Can you render the listing as a numbered list, beginning at the line that has "the soccer ball, one" and stopping after the line that has "[(471, 174)]", with any blank lines dropped?
─── Material provided
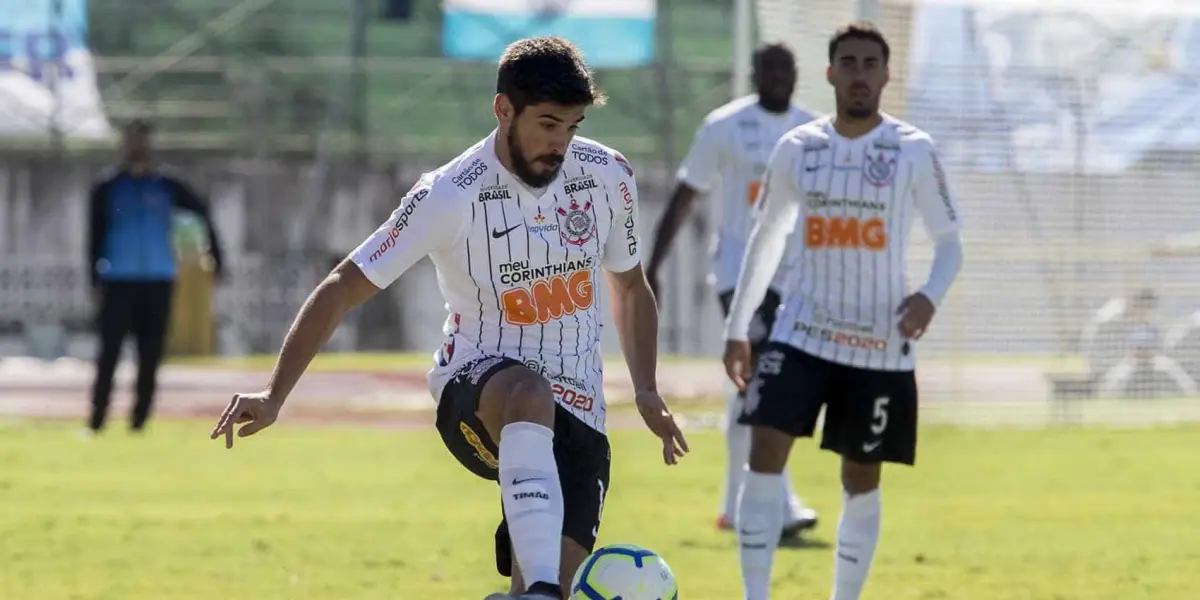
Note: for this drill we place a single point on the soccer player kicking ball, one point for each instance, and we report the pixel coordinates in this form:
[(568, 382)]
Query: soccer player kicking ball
[(838, 205), (519, 228), (733, 145)]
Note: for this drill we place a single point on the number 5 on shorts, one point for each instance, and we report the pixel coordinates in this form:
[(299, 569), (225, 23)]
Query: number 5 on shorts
[(880, 415)]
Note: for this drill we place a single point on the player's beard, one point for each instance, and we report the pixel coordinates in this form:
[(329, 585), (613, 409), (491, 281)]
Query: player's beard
[(861, 109), (523, 168)]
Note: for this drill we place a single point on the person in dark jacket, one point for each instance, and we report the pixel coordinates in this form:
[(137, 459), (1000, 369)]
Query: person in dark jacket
[(132, 264)]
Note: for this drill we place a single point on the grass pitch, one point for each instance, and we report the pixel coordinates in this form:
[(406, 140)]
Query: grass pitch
[(365, 514)]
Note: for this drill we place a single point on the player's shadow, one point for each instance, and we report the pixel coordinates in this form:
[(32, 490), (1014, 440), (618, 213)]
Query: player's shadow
[(803, 543)]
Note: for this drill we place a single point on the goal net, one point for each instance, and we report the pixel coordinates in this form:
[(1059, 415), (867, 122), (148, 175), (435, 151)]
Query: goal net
[(1072, 133)]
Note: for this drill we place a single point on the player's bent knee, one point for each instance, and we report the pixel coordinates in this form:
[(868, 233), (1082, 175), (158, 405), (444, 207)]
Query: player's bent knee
[(769, 449), (858, 478), (515, 395)]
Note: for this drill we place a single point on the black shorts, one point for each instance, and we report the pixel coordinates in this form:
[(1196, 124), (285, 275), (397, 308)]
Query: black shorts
[(763, 316), (581, 453), (870, 415)]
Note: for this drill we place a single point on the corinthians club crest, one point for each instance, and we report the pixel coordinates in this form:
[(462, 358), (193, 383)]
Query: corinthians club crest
[(577, 227), (880, 169)]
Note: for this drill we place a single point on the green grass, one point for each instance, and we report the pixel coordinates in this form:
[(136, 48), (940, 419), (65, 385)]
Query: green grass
[(420, 360), (355, 361), (353, 514)]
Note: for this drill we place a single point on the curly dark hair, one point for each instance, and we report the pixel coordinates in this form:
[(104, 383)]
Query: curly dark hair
[(546, 69), (859, 30)]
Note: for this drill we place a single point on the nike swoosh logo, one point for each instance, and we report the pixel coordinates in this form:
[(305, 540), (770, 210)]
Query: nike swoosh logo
[(498, 234)]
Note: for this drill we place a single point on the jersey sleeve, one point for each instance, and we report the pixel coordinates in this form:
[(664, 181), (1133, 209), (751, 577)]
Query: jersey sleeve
[(775, 211), (622, 249), (703, 160), (935, 202), (421, 225)]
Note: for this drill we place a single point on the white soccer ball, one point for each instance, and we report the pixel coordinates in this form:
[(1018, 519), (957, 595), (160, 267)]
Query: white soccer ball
[(624, 571)]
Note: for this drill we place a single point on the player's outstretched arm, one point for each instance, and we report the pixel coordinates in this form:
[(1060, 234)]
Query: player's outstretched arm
[(777, 215), (414, 229), (343, 289), (637, 318), (940, 215), (678, 210), (637, 327)]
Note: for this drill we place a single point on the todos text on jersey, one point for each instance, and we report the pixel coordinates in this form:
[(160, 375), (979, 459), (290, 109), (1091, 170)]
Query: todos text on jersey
[(406, 213)]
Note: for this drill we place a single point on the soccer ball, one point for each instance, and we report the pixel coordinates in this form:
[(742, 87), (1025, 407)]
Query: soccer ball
[(624, 571)]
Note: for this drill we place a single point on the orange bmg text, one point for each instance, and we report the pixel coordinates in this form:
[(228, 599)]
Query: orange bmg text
[(845, 233), (549, 299)]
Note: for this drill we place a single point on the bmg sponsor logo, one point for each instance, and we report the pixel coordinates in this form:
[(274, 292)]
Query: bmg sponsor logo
[(471, 174)]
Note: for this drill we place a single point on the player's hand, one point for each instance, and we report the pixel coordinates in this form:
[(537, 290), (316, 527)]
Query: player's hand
[(257, 411), (737, 363), (661, 423), (916, 312)]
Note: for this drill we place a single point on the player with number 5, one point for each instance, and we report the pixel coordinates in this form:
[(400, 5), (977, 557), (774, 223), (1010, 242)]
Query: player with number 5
[(838, 203)]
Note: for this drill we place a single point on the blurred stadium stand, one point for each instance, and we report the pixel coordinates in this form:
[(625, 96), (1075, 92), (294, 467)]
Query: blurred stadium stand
[(277, 75)]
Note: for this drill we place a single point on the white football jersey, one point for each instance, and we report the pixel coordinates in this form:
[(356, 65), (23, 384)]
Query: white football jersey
[(846, 256), (517, 268), (726, 161)]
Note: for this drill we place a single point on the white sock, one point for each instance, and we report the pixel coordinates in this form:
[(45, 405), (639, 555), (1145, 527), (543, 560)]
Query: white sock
[(533, 499), (760, 522), (737, 444), (858, 533)]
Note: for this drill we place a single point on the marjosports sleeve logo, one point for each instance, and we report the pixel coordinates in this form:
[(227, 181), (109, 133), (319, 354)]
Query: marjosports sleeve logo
[(406, 213), (630, 226)]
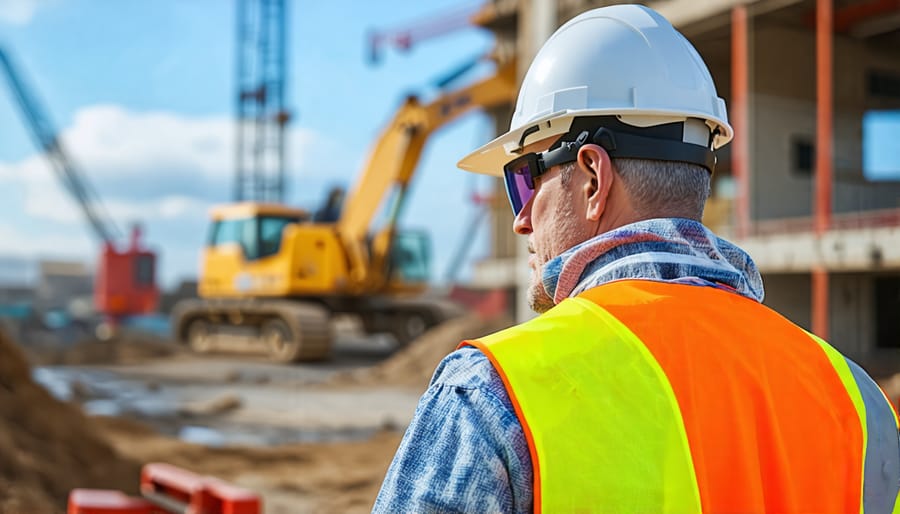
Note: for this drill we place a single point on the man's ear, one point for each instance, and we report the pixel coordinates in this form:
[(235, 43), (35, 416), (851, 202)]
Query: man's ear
──────
- _Written solution_:
1. Note: for this drill we place a single point on the soccer ball, one point for each instance, and we report the pixel coordinates in this form:
2. [(742, 87), (1025, 407)]
3. Query: soccer ball
4. [(624, 571)]
5. Note: for this drill we place a single point on the orange bmg text, one point for each instance, and we report the pixel coordinates in this form:
6. [(228, 599)]
7. Query: orange bmg text
8. [(845, 233), (549, 299)]
9. Note: for this drill we place a single point on the bmg sponsor logo, one point for each instance, and we report the pixel coordinates in this form:
10. [(274, 292)]
11. Query: bmg sponsor logo
12. [(471, 174)]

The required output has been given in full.